Consigne: Recopiez à l'identique la liste ci-dessous, depuis son début jusqu'à la ligne contenant « positive clicks: (308, 265) (305, 271) », celle-ci comprise. Laissez les images de côté dans votre réponse.

[Entrées du jeu de données]

......

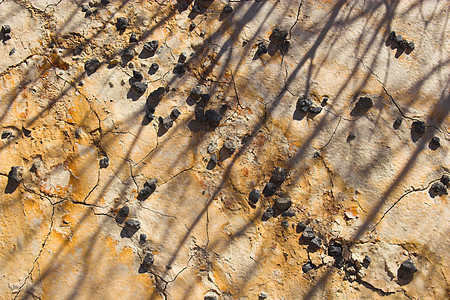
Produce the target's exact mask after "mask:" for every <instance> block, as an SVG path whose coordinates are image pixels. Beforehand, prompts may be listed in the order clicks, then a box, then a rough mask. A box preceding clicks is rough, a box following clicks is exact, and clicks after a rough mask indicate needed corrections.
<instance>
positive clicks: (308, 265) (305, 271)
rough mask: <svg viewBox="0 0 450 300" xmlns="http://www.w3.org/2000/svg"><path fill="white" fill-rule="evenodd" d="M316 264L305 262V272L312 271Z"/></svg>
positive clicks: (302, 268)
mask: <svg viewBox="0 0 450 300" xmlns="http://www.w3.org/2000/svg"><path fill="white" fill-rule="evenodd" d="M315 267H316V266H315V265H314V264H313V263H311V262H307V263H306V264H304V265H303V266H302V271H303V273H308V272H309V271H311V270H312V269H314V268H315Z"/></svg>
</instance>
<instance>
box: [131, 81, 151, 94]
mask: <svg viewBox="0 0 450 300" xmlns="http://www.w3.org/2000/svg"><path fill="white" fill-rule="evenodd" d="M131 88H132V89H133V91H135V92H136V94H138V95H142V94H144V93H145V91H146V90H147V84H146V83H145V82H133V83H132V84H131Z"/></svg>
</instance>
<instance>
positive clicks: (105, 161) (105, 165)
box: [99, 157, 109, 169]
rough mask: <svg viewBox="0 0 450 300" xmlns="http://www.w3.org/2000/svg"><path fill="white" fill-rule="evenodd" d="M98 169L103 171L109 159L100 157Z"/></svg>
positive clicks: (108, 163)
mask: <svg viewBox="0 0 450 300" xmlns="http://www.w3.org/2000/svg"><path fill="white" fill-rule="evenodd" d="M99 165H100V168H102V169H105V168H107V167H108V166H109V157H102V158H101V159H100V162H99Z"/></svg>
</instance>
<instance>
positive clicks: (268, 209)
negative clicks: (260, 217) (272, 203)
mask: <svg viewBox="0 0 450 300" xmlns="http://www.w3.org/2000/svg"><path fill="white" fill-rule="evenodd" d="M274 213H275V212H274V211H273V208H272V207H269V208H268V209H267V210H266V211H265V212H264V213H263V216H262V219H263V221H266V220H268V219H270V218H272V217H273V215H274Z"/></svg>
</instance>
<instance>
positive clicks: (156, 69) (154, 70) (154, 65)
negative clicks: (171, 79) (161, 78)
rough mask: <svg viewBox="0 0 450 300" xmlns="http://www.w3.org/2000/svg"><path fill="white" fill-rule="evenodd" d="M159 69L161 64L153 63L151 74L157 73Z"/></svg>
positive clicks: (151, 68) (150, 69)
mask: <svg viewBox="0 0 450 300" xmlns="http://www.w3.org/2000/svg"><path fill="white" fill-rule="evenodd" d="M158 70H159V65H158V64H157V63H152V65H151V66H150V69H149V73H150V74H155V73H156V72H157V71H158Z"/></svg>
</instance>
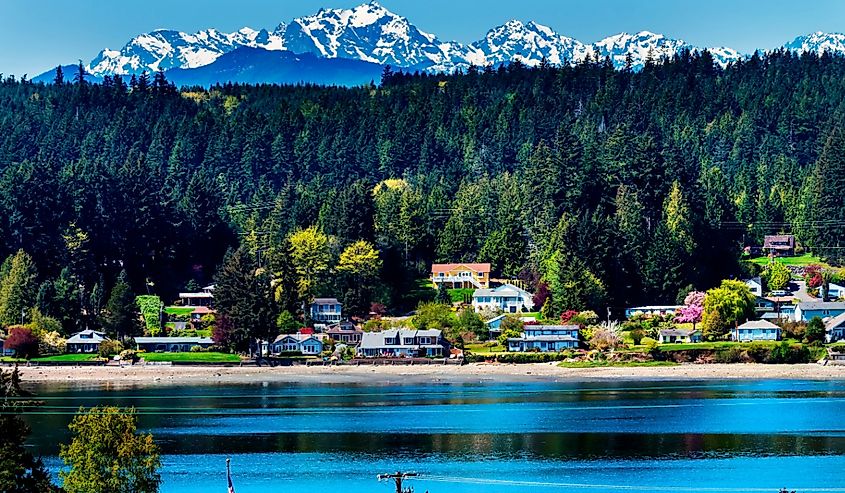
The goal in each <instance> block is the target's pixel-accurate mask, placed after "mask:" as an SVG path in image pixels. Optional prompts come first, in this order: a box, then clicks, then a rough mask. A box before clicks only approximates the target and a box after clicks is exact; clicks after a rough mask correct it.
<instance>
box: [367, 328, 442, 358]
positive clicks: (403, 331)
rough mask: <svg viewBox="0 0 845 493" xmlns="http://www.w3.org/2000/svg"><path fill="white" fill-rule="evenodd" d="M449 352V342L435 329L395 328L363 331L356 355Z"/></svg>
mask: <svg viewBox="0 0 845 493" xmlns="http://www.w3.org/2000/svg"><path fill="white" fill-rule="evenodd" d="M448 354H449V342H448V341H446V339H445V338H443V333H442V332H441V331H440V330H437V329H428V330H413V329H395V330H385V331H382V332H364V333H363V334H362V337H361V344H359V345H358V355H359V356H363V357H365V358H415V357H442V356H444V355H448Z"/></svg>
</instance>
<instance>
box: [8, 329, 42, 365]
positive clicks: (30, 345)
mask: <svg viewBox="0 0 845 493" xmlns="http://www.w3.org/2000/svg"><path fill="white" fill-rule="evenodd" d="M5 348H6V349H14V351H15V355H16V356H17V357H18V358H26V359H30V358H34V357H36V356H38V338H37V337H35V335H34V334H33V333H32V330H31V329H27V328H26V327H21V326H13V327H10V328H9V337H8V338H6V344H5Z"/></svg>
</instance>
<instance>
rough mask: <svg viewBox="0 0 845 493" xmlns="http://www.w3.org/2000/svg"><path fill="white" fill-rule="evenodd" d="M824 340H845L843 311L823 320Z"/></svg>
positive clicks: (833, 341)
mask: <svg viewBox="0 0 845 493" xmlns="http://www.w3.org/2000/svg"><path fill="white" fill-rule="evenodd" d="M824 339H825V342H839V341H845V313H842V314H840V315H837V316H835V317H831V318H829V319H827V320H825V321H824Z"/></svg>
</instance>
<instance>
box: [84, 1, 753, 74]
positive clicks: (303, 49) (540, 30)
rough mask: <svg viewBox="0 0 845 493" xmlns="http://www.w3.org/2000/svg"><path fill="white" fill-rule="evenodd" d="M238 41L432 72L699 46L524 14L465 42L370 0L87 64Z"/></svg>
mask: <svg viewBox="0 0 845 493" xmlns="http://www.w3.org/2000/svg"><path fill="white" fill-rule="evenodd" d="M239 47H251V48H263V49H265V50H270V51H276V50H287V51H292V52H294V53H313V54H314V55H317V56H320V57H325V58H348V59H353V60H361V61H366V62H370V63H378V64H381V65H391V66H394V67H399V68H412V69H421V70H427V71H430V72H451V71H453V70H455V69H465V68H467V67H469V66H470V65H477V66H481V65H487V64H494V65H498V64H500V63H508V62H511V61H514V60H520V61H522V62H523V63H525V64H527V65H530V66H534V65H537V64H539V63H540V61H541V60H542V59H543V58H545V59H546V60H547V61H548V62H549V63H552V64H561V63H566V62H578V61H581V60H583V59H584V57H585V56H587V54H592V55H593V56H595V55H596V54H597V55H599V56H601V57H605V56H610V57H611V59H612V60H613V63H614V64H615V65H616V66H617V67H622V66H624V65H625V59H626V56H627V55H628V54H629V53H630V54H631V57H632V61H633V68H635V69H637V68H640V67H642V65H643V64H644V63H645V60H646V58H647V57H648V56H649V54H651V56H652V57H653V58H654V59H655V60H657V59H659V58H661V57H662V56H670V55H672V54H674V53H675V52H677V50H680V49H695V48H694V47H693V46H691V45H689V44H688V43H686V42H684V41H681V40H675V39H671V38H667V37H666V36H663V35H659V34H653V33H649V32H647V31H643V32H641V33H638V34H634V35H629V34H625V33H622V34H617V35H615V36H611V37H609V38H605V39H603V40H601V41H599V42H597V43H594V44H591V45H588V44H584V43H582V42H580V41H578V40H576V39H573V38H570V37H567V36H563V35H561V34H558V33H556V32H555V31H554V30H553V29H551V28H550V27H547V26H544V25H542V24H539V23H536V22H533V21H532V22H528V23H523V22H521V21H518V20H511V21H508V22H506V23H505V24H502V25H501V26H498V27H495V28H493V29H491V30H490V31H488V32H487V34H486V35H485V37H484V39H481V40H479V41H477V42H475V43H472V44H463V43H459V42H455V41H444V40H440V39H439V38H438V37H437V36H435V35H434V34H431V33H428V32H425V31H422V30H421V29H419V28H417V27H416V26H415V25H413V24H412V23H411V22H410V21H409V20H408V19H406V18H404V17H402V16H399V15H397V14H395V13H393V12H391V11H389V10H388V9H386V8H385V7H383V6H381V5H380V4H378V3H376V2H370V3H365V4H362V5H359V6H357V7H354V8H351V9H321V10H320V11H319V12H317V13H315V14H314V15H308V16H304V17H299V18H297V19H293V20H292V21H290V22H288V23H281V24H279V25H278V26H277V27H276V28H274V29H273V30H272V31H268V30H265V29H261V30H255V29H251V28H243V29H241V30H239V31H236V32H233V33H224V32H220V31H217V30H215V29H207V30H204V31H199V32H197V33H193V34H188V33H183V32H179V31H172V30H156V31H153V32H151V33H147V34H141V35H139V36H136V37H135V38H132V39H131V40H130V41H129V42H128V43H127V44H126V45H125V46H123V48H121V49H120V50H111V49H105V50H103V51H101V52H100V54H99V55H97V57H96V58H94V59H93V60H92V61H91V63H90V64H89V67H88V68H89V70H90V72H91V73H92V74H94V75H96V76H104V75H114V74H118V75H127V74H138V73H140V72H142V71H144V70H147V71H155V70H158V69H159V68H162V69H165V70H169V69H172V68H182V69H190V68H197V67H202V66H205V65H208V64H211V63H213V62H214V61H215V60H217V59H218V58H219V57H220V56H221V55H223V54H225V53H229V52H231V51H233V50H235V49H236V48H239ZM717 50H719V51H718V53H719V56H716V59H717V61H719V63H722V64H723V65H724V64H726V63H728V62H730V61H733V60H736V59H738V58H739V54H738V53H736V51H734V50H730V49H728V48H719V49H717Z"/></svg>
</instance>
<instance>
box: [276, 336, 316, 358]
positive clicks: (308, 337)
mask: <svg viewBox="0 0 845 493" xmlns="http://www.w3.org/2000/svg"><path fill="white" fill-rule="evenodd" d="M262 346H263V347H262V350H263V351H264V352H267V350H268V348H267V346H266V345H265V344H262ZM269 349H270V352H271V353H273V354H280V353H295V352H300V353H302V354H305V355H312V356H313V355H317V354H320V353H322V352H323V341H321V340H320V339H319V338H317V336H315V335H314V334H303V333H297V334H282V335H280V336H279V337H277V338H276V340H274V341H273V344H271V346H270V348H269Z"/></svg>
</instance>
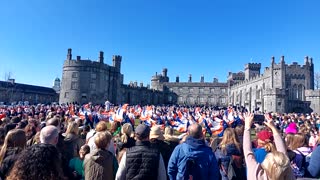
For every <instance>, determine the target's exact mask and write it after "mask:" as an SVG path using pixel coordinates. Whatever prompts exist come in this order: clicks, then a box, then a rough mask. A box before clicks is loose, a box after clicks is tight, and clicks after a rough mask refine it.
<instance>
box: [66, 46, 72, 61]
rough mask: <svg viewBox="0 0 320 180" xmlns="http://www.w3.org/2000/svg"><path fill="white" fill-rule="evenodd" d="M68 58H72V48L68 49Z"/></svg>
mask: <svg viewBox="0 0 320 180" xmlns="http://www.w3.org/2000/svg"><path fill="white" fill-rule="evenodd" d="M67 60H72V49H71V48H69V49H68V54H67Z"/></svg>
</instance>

......

Réponse:
Produce the target's exact mask after "mask:" for every <instance> block, as an SVG path whose coordinates are image pixels. Beforehand, prompts may be listed in the order clicks, then a box, then a rough mask. A box preceding clicks is rough, a box following clicks is exact, and clicks after a rough mask indicate needed corrections.
<instance>
positive clicks: (308, 265) (305, 271)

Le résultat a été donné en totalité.